Data records
===
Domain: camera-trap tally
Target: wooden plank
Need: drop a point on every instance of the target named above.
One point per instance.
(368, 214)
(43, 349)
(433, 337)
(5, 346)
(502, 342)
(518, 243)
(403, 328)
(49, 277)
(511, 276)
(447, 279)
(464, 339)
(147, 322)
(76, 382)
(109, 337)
===
• _EXERCISE OBJECTIVE_:
Reproduce every record exactly, line by line.

• _EXPECTED ANSWER_:
Domain: camera-trap tally
Target: wooden plank
Need: drop a point on every instance of the target named above.
One point per instance.
(368, 214)
(43, 349)
(433, 337)
(5, 346)
(502, 342)
(518, 243)
(403, 328)
(49, 277)
(511, 276)
(447, 279)
(464, 339)
(147, 322)
(76, 382)
(109, 337)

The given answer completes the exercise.